### Written task
Transcribe the whole listing without a single picture.

### Dataset
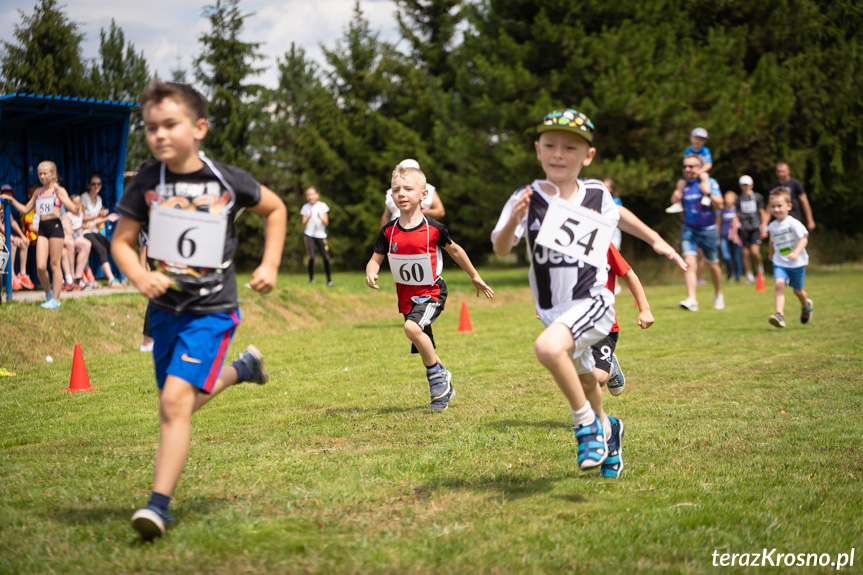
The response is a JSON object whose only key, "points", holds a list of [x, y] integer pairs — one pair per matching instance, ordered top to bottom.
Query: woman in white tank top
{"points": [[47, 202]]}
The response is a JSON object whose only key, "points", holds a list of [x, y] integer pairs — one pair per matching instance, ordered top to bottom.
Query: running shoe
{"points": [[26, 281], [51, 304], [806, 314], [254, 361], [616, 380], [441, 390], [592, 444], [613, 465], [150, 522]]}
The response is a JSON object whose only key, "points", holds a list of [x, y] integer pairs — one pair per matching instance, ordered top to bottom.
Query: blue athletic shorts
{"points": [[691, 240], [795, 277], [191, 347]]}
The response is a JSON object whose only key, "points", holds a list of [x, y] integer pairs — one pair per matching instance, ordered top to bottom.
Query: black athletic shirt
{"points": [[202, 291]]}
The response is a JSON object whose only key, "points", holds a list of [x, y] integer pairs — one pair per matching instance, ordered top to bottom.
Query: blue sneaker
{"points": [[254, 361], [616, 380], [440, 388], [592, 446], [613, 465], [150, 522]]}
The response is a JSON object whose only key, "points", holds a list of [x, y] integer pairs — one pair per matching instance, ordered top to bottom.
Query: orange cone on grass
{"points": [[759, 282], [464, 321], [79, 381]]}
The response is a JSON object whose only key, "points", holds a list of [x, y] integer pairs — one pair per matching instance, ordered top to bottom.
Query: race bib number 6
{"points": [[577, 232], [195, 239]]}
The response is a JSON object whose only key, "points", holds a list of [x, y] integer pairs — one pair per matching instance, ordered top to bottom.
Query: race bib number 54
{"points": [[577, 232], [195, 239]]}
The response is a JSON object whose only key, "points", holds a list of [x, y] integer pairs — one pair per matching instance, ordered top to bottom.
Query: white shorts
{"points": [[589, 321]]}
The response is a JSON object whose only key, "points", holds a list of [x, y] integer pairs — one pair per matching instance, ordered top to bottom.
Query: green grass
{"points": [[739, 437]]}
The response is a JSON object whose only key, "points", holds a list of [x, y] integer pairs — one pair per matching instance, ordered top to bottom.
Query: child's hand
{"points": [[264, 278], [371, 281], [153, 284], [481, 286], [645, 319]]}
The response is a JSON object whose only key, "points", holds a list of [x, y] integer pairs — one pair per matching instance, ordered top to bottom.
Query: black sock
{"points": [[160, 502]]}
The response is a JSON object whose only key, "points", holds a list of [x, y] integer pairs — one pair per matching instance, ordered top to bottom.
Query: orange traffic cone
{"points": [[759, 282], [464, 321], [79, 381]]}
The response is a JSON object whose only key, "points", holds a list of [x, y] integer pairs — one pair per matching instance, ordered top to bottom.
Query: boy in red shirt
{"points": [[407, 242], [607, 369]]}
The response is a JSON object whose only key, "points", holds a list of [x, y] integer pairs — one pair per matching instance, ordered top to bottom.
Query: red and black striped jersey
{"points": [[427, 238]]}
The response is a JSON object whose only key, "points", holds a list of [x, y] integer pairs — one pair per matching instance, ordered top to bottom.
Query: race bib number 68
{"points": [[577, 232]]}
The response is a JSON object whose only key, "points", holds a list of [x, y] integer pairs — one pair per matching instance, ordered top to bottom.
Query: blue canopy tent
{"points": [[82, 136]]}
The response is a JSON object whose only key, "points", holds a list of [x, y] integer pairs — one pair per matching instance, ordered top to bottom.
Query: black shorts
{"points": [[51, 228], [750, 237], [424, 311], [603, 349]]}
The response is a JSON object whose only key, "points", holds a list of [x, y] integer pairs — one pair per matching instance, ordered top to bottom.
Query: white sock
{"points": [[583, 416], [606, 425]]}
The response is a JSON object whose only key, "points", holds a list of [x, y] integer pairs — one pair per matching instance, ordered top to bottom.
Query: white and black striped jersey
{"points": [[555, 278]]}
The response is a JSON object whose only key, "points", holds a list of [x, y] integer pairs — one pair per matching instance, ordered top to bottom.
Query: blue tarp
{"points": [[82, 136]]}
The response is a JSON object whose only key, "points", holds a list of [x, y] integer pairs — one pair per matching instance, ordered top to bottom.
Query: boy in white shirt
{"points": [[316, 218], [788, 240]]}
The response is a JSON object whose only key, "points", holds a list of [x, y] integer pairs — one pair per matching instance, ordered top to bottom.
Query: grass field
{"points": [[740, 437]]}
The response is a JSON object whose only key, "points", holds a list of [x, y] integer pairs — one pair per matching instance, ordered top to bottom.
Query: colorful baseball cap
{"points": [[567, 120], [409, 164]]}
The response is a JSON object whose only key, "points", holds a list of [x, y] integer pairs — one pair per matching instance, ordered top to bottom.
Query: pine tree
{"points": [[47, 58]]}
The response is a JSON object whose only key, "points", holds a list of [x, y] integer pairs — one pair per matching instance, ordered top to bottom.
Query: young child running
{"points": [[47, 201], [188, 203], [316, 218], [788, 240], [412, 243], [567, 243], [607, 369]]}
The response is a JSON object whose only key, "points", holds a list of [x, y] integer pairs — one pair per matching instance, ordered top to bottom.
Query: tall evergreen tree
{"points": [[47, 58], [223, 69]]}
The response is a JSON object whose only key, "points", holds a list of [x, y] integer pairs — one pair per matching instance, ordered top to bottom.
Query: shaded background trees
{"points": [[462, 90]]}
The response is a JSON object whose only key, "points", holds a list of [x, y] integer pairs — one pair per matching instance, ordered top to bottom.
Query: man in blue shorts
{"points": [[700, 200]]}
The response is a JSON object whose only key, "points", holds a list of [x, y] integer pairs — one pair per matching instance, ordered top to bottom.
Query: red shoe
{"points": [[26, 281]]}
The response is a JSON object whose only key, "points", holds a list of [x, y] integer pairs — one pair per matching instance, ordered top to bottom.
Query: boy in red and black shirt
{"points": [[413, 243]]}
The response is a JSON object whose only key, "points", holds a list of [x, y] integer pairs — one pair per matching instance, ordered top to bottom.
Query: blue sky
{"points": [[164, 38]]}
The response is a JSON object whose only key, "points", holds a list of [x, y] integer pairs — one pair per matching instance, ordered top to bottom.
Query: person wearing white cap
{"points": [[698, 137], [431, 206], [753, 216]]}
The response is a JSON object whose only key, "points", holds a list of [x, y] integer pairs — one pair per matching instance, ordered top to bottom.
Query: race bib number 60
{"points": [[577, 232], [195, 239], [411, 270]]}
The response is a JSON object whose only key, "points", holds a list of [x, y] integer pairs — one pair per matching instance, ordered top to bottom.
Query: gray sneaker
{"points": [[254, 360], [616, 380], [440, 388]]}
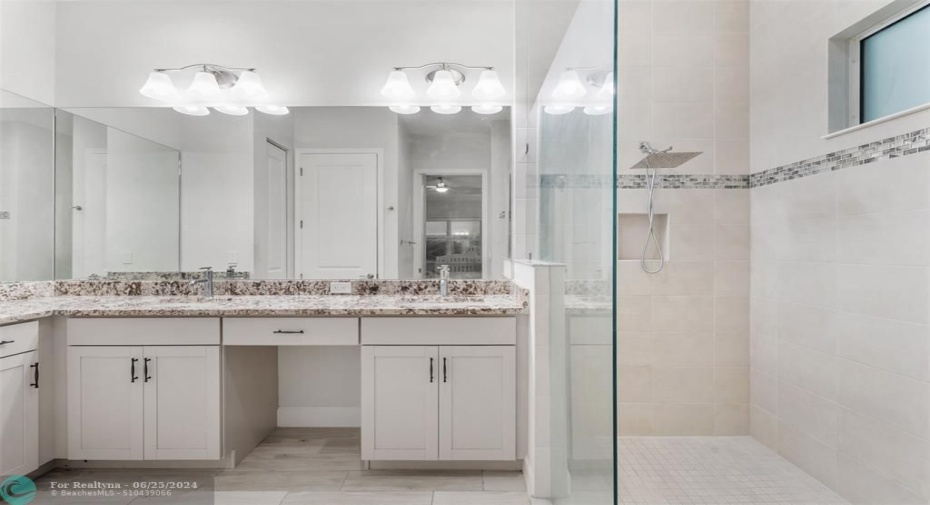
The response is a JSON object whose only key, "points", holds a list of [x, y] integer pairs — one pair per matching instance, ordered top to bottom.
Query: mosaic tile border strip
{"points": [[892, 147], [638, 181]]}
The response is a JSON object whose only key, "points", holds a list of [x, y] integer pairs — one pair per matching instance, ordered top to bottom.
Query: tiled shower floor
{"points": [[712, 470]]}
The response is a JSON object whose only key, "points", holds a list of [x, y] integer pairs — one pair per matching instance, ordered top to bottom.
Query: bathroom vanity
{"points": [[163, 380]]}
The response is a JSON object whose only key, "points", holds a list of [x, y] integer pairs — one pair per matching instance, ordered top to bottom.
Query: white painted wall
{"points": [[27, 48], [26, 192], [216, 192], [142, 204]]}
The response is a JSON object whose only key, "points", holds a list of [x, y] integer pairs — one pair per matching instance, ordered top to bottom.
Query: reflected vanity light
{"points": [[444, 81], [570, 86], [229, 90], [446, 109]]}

### Correct answer
The response is a JSON object whose only key, "points", holds a list of [x, y] integer pairs — one pair per matching instance, ordered top to bottom.
Query: woman in white tank top
{"points": [[47, 202]]}
The response is a JSON object whose only key, "points", holds a list of [x, y] integer pairs — one pair per matching instance, ordered top to bottom.
Query: running shoe
{"points": [[26, 281], [51, 304], [806, 314], [254, 361], [616, 380], [441, 390], [592, 444], [613, 465], [150, 522]]}
The response is a JSON object whose only key, "points", holds a list of [x, y] integer pairs — one pair per matching instance, ordered top to bottom.
Query: blue athletic shorts
{"points": [[691, 240], [795, 277], [191, 347]]}
The response is a JSON object whose only key, "points", holds a list of [x, y] integer pairs — one pair per matching instance, ordered top to bottom.
Query: black athletic shirt
{"points": [[202, 291]]}
The response is a JSON object whose only key, "points", holds a list of [x, y] integer pairs — one pair per matching instance, ordered top to bottom.
Query: blue sneaker
{"points": [[254, 361], [616, 380], [440, 388], [592, 446], [613, 465], [150, 522]]}
The response is a JSON object whose only key, "points", holds a list of [x, y] integer pairs — one pair per matching instance, ordered top to bottom.
Query: orange cone on grass
{"points": [[759, 282], [464, 321], [79, 381]]}
The response is a JSON object whose only key, "points", holds a list of [x, y] integer pairs — one pair per matching instance, ordered top to bottom.
Query: race bib number 6
{"points": [[577, 232], [195, 239]]}
The response is a JSON object whose only key, "points", holds a list of [x, y] integer pairs — one pair per matching instance, ordered top to bottom.
Query: race bib number 54
{"points": [[577, 232], [195, 239]]}
The response is a JSON object whose only key, "points", holds a list of [x, y] integer pairs — one pair per matching instance, ordered top to bottom.
Query: white shorts
{"points": [[589, 321]]}
The response is a JSON object whose only key, "points", holds a list of [x, y] integer pairs — one pair per matching instance, ordered top to bottom.
Query: green grass
{"points": [[739, 437]]}
The response is a JSON object whose only key, "points", holds a list of [x, y] integer pairs — one pair per matching instance, ordered top to bottom.
Query: child's hand
{"points": [[264, 278], [371, 281], [153, 284], [481, 286], [645, 319]]}
The response is a JSON object whose only key, "points", holds a list of [x, y] integer pairs — one pair per matching instance, ordered top to bottom.
Query: black sock
{"points": [[160, 502]]}
The response is a JSON object whose only key, "points", holds a list of [x, y] integer pairs — one pair per matching instance, ordered top to bottom.
Query: orange traffic cone
{"points": [[759, 282], [464, 321], [79, 381]]}
The response is a JSON object whose only key, "points", holds a list of [x, y] integer pairs — one pair per matching instance, ordered top to bottom.
Query: boy in red shirt
{"points": [[407, 242], [607, 369]]}
The response is a JSON object whose only key, "points", holds a list of [x, y] integer pairs — one pair per matching instance, ordered top to bottom.
Query: red and black striped jersey
{"points": [[427, 238]]}
The response is a JSON object whose only key, "points", holds a list of [x, y] integer pairs — one pair per matching instance, ordered top to bottom.
Query: race bib number 68
{"points": [[577, 232]]}
The response is a JSON object whose only key, "points", holds a list of [x, y] integer pairs — one pair per matching instance, ordered top to bottom.
Query: blue canopy tent
{"points": [[82, 136]]}
The response is a JSON object whose only key, "points", holds a list of [x, y] integer pairs — one pair per matching instance, ordered top to bottom.
Query: black shorts
{"points": [[51, 228], [750, 237], [424, 311], [603, 349]]}
The response is a JSON object whose only key, "points", holds a list of [x, y] integer pairs — one pair per matching instance, ordered top to bottom.
Query: white sock
{"points": [[583, 416], [606, 425]]}
The response is a JSON object whose only key, "points", holds a list of [x, y] integer pairs — one pair per matching instance, ordered top to bottom.
Query: white and black striped jersey
{"points": [[555, 278]]}
The response is a JSON object whose only key, "points", holds a list of [x, y] integer pairs — one pair per matching instance, ordered top to bottom.
Query: blue tarp
{"points": [[82, 136]]}
The response is a JSON object whose only key, "points", holds a list of [x, y] integer pairs — one pair per matching instance, ordered top to bottom.
Query: boy in white shirt
{"points": [[316, 218], [788, 240]]}
The response is a JSON object whose only key, "points", holds a list of [x, y] integer pairs — one pair per matching instance, ordered top to bottom.
Query: grass field
{"points": [[740, 437]]}
The response is a JSON object whose only key, "points", holds a list of [x, y] integer pairs — one pair per matching instance, ordered top to bottom.
Query: colorful baseball cap
{"points": [[567, 120], [409, 164]]}
The response is a JSON object whose only key, "points", holds a list of [x, y] integer pairs — one pair per matching instance, ordered top to bottom.
Query: pine tree
{"points": [[47, 58]]}
The response is a JSON object whose only key, "points", holds a list of [x, y] integer pairs — one pair per matching instance, ordered top to bottom.
Query: young child running
{"points": [[47, 201], [188, 203], [316, 218], [788, 240], [412, 243], [567, 243], [607, 369]]}
The response is a JSON object whose only key, "points", holds a list of [x, y] integer pairs — one pair per matching instance, ordered top to bottom.
Query: tall evergreen tree
{"points": [[47, 58], [223, 69]]}
The response is a JSON object whose only key, "points", holds a list of [x, y] integer pairs — one pair per matching instance, ordered top to bottom.
Query: shaded background trees
{"points": [[462, 90]]}
The response is a JSON object whose only key, "points", holds a list of [x, y] integer pairs — one pair per matching instance, ordered top to bottom.
Query: man in blue shorts
{"points": [[700, 200]]}
The response is a JSON object whose only key, "points", holds a list of [x, y] integer pairs — one pair per matching instance, ordered top to bottom.
Query: red shoe
{"points": [[26, 281]]}
The response is a JSON object whose only key, "points", holds a list of [x, y] integer pairs — one pair per matching instance, ordered top to bottom.
Query: boy in red and black shirt
{"points": [[413, 243]]}
The response is a JSON object whose only key, "points", holds a list of [x, y] integer pairs — one pair per matching instance, ordered top to bottom.
Query: blue sky
{"points": [[164, 38]]}
The response is a JSON object whose only key, "points", holds a list of [x, y] integer pairs — one pair per matching instance, ordered top to bottom.
Query: person wearing white cap
{"points": [[698, 137], [431, 206], [753, 216]]}
The response is a JSON object whose only key, "points", holds a list of [x, y] integer pairs — one pair per matching instance, ordered top to bottom.
Query: race bib number 60
{"points": [[577, 232], [195, 239], [411, 270]]}
The response is a JSON object whose only key, "points", holds a list of [x, y] integer pairs — one pair per matching instance, ordered top to bottom.
Query: gray sneaker
{"points": [[254, 360], [616, 380], [440, 388]]}
The response is a JSON object whose only key, "points", holds a list of [x, y] integer pairs — one pair per matching instance, ordered top to bottom.
Query: mosaic tile border strip
{"points": [[892, 147], [638, 181]]}
The response is a JSON object whose only key, "points", holds a list of [x, y] integer pairs — one pair per matching instance, ordered top to bottom.
Query: tiled shower floor
{"points": [[712, 470]]}
The response is a JSON object whose only key, "points", holds a list of [x, y] integer pairs — one pair per matching instance, ordered top to bottom.
Query: bathroom vanity
{"points": [[163, 380]]}
The response is a JSON object whose only key, "points", holds a list of [x, y] integer pairs — one pair per matching instance, ordered top to bottom.
Query: white painted wall
{"points": [[27, 48], [26, 192], [216, 192], [142, 204]]}
The response is a JSON object whose only key, "points", holds a list of [x, y] integer pairs — one pair per matching instance, ordered top to bottom.
Query: reflected vanity light
{"points": [[444, 81], [570, 86], [229, 90], [446, 109]]}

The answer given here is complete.